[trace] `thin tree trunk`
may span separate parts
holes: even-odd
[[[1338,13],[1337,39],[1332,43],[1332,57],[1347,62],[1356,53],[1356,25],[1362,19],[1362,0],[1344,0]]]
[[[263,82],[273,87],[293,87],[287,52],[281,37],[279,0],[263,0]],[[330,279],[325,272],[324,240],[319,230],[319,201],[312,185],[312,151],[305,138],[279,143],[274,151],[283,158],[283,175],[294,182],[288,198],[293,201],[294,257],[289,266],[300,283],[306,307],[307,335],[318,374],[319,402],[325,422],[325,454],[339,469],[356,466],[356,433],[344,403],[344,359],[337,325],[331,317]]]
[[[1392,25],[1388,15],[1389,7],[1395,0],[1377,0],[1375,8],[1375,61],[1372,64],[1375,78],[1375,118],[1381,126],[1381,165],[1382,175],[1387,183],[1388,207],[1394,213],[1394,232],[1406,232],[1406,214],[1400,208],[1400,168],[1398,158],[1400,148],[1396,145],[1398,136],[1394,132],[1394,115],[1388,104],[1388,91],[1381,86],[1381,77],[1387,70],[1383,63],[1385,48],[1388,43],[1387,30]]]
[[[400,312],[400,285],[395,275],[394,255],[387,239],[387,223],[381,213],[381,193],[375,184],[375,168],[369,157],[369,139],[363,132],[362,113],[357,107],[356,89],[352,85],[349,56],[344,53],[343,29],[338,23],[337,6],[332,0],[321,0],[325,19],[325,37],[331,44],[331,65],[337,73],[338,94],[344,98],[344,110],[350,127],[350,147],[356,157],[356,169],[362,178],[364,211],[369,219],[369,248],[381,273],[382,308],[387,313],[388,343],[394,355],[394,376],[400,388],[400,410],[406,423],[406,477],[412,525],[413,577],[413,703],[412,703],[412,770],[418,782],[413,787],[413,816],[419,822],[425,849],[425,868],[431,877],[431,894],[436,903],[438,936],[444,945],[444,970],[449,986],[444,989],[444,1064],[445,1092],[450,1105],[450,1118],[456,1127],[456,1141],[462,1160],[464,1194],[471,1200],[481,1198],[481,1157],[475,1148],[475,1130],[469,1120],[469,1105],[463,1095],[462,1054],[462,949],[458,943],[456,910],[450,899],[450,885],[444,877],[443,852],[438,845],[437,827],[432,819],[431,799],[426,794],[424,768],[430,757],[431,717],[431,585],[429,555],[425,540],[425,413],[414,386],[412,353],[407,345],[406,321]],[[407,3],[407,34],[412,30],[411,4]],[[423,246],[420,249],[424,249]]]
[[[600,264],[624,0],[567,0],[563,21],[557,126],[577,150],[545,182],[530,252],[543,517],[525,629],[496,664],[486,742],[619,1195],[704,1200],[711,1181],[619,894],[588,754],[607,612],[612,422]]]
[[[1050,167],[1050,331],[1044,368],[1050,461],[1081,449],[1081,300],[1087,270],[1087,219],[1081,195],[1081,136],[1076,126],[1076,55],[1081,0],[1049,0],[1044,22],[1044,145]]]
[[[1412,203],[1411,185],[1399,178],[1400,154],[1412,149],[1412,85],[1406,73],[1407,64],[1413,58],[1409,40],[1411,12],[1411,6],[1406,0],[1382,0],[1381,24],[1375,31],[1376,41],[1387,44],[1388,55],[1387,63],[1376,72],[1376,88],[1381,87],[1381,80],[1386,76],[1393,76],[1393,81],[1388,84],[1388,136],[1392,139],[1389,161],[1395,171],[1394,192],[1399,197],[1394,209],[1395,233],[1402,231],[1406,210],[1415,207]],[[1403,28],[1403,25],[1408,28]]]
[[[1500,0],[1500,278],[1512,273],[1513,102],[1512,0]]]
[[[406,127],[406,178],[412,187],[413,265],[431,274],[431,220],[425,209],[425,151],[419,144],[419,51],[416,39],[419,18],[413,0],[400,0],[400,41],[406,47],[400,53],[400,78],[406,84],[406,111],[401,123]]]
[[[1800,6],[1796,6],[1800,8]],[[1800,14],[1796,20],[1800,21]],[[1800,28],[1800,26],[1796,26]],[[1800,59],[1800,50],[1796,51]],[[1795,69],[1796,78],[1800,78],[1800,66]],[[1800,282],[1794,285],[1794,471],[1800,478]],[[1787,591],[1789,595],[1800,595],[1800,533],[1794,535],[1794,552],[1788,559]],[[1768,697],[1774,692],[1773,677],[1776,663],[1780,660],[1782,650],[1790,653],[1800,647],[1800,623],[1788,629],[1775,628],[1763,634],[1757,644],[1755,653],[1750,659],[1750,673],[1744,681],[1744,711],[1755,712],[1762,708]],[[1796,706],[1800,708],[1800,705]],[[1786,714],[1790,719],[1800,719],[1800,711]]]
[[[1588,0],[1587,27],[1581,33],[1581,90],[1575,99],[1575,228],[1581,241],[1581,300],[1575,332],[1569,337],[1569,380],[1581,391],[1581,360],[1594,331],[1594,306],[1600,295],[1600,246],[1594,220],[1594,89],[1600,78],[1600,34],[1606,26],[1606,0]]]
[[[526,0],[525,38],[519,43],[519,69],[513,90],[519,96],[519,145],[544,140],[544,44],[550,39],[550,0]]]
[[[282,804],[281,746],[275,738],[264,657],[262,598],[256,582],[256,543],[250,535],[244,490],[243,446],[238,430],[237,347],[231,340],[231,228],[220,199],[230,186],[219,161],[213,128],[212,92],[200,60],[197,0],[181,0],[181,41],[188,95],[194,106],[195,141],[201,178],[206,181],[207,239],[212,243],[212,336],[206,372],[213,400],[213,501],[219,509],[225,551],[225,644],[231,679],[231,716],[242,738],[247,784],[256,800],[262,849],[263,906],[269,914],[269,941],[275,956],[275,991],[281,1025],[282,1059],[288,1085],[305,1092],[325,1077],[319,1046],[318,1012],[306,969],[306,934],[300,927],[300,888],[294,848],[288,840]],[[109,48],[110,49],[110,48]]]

> [Your assignment]: Reproduce the data. Match each line exactly.

> [Written answer]:
[trace] `thin tree trunk`
may span separate parts
holes: even-odd
[[[1338,13],[1337,39],[1332,43],[1332,57],[1347,62],[1356,53],[1356,25],[1362,19],[1362,0],[1344,0]]]
[[[263,82],[273,87],[293,87],[287,52],[281,37],[279,0],[263,0]],[[330,279],[325,272],[324,240],[319,230],[319,201],[312,185],[312,151],[305,138],[279,143],[274,151],[283,158],[283,175],[294,182],[288,198],[293,201],[294,257],[289,266],[300,283],[306,307],[307,335],[318,374],[319,402],[325,422],[325,454],[339,469],[356,466],[356,433],[344,403],[344,359],[337,325],[331,317]]]
[[[1392,25],[1388,15],[1389,7],[1395,0],[1377,0],[1375,8],[1375,61],[1372,64],[1375,78],[1375,118],[1381,126],[1381,165],[1382,175],[1387,183],[1388,207],[1394,213],[1394,232],[1406,232],[1406,214],[1400,208],[1400,168],[1398,158],[1400,148],[1396,145],[1398,136],[1394,132],[1394,115],[1388,104],[1388,91],[1381,86],[1381,77],[1387,70],[1383,63],[1385,48],[1388,43],[1387,30]]]
[[[400,312],[400,285],[395,275],[394,255],[387,239],[387,223],[381,213],[381,193],[375,184],[375,168],[369,157],[369,139],[363,132],[362,113],[357,107],[356,89],[352,85],[349,56],[344,53],[343,29],[338,23],[337,6],[332,0],[321,0],[325,19],[325,37],[331,44],[331,65],[337,73],[338,94],[344,98],[344,110],[350,127],[350,147],[356,157],[356,169],[362,178],[364,211],[369,219],[369,248],[381,273],[382,308],[387,313],[388,343],[394,355],[394,376],[400,388],[400,410],[406,423],[406,477],[412,525],[413,577],[413,703],[412,703],[412,770],[418,782],[413,787],[413,816],[419,822],[425,849],[425,868],[431,877],[431,894],[436,903],[438,936],[444,945],[444,970],[449,986],[444,989],[444,1064],[445,1092],[450,1105],[450,1118],[456,1127],[456,1141],[462,1160],[464,1194],[471,1200],[481,1198],[481,1157],[475,1148],[475,1130],[469,1120],[469,1105],[463,1095],[462,1054],[462,949],[458,943],[456,910],[450,899],[450,885],[444,877],[443,852],[438,845],[437,827],[432,819],[431,799],[426,794],[424,768],[430,757],[431,717],[431,585],[429,555],[425,540],[425,413],[414,386],[412,353],[407,345],[406,321]],[[407,3],[407,34],[412,30],[411,4]],[[423,246],[420,249],[424,249]]]
[[[600,264],[624,0],[567,0],[563,21],[557,126],[577,150],[545,182],[530,252],[543,517],[525,629],[496,664],[486,742],[619,1195],[704,1200],[711,1181],[619,894],[588,754],[607,612],[612,422]]]
[[[1050,167],[1050,331],[1044,368],[1050,461],[1081,449],[1081,300],[1087,270],[1087,219],[1081,195],[1081,136],[1076,126],[1076,55],[1081,0],[1049,0],[1044,22],[1044,145]]]
[[[1412,203],[1411,185],[1399,178],[1400,154],[1412,149],[1412,85],[1406,73],[1407,64],[1413,58],[1409,40],[1411,12],[1411,6],[1406,0],[1382,0],[1381,24],[1375,31],[1376,41],[1387,44],[1388,55],[1387,63],[1376,72],[1376,88],[1381,87],[1381,80],[1386,76],[1393,76],[1393,81],[1388,84],[1388,136],[1392,139],[1389,161],[1395,171],[1394,192],[1399,197],[1394,209],[1395,233],[1402,231],[1406,210],[1415,207]],[[1403,28],[1403,25],[1408,28]]]
[[[1500,0],[1500,278],[1512,273],[1513,102],[1512,0]]]
[[[406,127],[406,178],[412,187],[413,265],[431,274],[431,220],[425,209],[425,151],[419,144],[419,51],[416,39],[419,18],[413,0],[400,0],[400,41],[406,47],[400,53],[400,78],[406,84],[406,111],[401,123]]]
[[[1800,6],[1796,6],[1800,8]],[[1800,14],[1796,20],[1800,21]],[[1800,28],[1800,26],[1796,26]],[[1800,59],[1800,50],[1796,51]],[[1795,69],[1796,78],[1800,78],[1800,66]],[[1800,282],[1794,285],[1794,471],[1800,478]],[[1787,591],[1789,595],[1800,595],[1800,533],[1794,535],[1794,552],[1788,559]],[[1768,697],[1774,692],[1773,677],[1776,663],[1780,660],[1782,650],[1790,653],[1800,647],[1800,623],[1788,629],[1775,628],[1763,634],[1757,644],[1755,653],[1750,659],[1750,673],[1744,681],[1744,711],[1755,712],[1762,708]],[[1796,706],[1800,708],[1800,705]],[[1786,714],[1790,719],[1800,719],[1800,711]]]
[[[1588,0],[1587,27],[1581,33],[1581,90],[1575,99],[1575,228],[1581,241],[1581,300],[1575,332],[1569,337],[1569,380],[1581,391],[1581,360],[1594,331],[1594,306],[1600,295],[1600,246],[1594,220],[1594,89],[1600,78],[1600,34],[1606,26],[1606,0]]]
[[[526,0],[525,38],[519,43],[519,69],[513,90],[519,96],[519,145],[544,140],[544,44],[550,39],[550,0]]]
[[[282,804],[281,746],[275,738],[264,657],[262,598],[256,582],[256,543],[250,535],[244,490],[243,446],[238,430],[237,347],[231,340],[231,228],[220,199],[230,186],[219,161],[213,128],[212,92],[200,60],[197,0],[181,0],[181,41],[188,95],[194,106],[195,141],[201,178],[206,181],[207,239],[212,243],[212,336],[206,372],[213,400],[213,501],[219,509],[225,551],[225,644],[231,679],[231,716],[242,738],[247,784],[256,800],[262,849],[263,906],[269,914],[269,941],[275,956],[275,991],[281,1025],[282,1059],[288,1085],[305,1092],[325,1077],[319,1046],[318,1012],[306,969],[306,934],[300,927],[300,888],[294,848],[288,840]],[[109,48],[110,49],[110,48]]]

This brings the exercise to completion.